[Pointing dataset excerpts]
- - -

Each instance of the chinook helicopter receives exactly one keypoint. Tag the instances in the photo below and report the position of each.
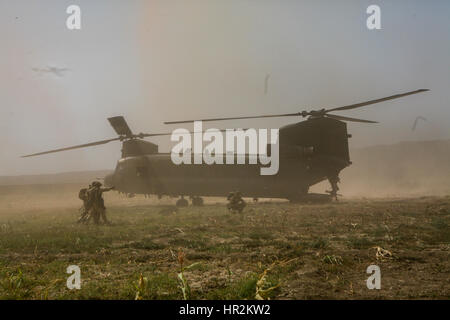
(310, 151)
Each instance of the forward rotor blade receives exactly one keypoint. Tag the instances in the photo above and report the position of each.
(146, 135)
(366, 103)
(120, 126)
(237, 118)
(96, 143)
(333, 116)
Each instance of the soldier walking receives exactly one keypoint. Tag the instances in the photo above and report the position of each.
(97, 204)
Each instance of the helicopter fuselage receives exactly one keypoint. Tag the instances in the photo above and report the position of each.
(310, 152)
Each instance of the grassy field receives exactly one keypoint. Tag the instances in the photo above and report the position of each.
(304, 251)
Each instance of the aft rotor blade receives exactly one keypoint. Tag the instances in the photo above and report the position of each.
(237, 118)
(366, 103)
(333, 116)
(96, 143)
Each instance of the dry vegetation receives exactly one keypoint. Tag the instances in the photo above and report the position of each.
(273, 250)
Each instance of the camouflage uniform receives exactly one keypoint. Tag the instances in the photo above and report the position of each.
(236, 203)
(84, 210)
(97, 204)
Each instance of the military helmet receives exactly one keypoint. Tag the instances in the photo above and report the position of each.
(96, 184)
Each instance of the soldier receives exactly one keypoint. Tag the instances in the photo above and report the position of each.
(97, 204)
(236, 203)
(84, 210)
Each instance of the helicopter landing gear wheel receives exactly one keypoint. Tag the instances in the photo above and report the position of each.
(182, 202)
(299, 196)
(197, 201)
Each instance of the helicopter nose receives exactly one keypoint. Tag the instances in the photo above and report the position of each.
(109, 180)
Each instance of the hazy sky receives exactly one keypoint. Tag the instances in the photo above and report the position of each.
(158, 60)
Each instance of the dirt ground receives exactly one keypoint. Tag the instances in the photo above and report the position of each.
(274, 249)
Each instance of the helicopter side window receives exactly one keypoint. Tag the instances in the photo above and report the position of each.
(141, 171)
(308, 151)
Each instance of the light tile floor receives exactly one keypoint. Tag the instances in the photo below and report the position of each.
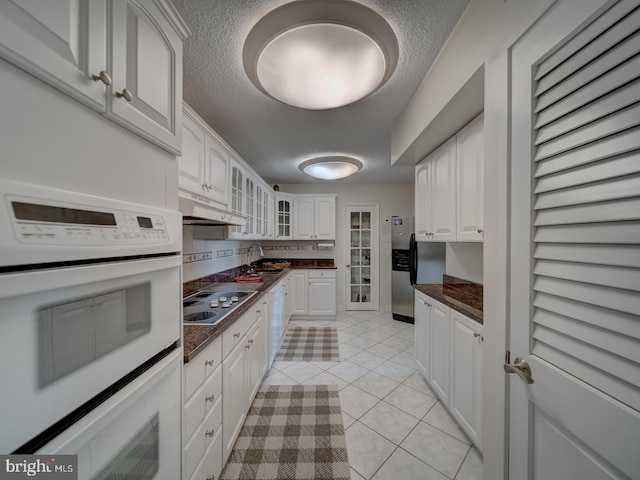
(395, 426)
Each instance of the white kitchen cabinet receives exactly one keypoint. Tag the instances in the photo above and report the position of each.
(62, 43)
(242, 371)
(439, 329)
(449, 189)
(146, 71)
(322, 293)
(470, 181)
(237, 187)
(466, 363)
(300, 292)
(135, 81)
(443, 193)
(314, 217)
(234, 381)
(203, 168)
(202, 413)
(422, 201)
(422, 315)
(284, 216)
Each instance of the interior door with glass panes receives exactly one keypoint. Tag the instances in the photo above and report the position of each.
(362, 257)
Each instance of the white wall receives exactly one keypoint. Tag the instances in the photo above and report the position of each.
(464, 260)
(393, 199)
(485, 26)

- - -

### WHAT YOU ARE ASKED TO DO
Without the pictures, reproduce every line of the records above exactly.

### EXPECTED ANSWER
Each instance of the chinook helicopter receives exactly one keypoint. Tag the instances in the photo below and report the position of each.
(310, 151)
Each instance of the forward rotor blade receives exactly one keypoint. Tag the instances in the photo above and report the position of each.
(146, 135)
(366, 103)
(120, 126)
(237, 118)
(96, 143)
(333, 116)
Each instance of the soldier walking receives exactly one keypoint. Tag the instances in the photo above and report the position of each.
(97, 204)
Each instance of the helicopter fuselage receives exactly one keypoint. Tag the instances in the photo above and report the position of each.
(310, 152)
Each instance of the grassy field receives exactly one keypoint. Tag the instances in the photo above and report the position of each.
(304, 251)
Each instance of the aft rotor blade receives exactly one keypoint. Tag the instances in the photo above and report the position of each.
(237, 118)
(366, 103)
(333, 116)
(96, 143)
Each instance of the dry vegetation receives exactly one keypoint. Tag the instances in the photo above and report the position of each.
(273, 250)
Each instance of the camouflage uniform receives exactly one keypoint. Tag the instances in the photo above and report the position of each.
(236, 203)
(84, 210)
(97, 204)
Each instance of the military helmet receives exactly one keypoint. Tag the instances in the photo above and report the position of each.
(96, 184)
Each instance of the soldier receives exactly one keypoint. Tag the instances in the photo above and report the position of each.
(97, 204)
(236, 203)
(84, 210)
Each instance of the helicopter landing gear wheel receives exactly one keypoint. Tag the instances in the photo above and report the position of each.
(182, 202)
(299, 196)
(197, 201)
Each instance of the helicopter nose receives exactly one keypoint. Tag the instances in the photo above and report the position of each.
(109, 180)
Each instance of the hazy sky receives exactly one keypoint. Tag the instances in the photo above and report the position of each.
(158, 60)
Each instance of the dirt ground receives exactly one keypoint. Tag the instances in the photo above and report the position of each.
(274, 249)
Each instance of the helicopter side window receives exactly one keypoint. Tag the instances in the photo above and report the position of each.
(141, 171)
(308, 151)
Each instance of the light tile floor receives exactly one keypoint. Tag the instances in the photo below and report the position of each.
(395, 426)
Each instance of the white kitchen cabinet receives exactly one keypoint. Tag the instances in the photo above and report the position of each.
(62, 43)
(242, 371)
(439, 329)
(449, 189)
(146, 71)
(322, 293)
(470, 181)
(237, 187)
(466, 363)
(300, 292)
(135, 81)
(443, 193)
(314, 217)
(234, 381)
(203, 168)
(202, 413)
(422, 201)
(422, 315)
(284, 216)
Each instance of the interior door with glass panes receives exactly one keypoint. Tag the instances in the photo above and report the position of each.
(362, 257)
Each instance of the white wall receives exactly one keypoint. Tag the instances in the photo above and report the position of each.
(464, 260)
(393, 199)
(485, 26)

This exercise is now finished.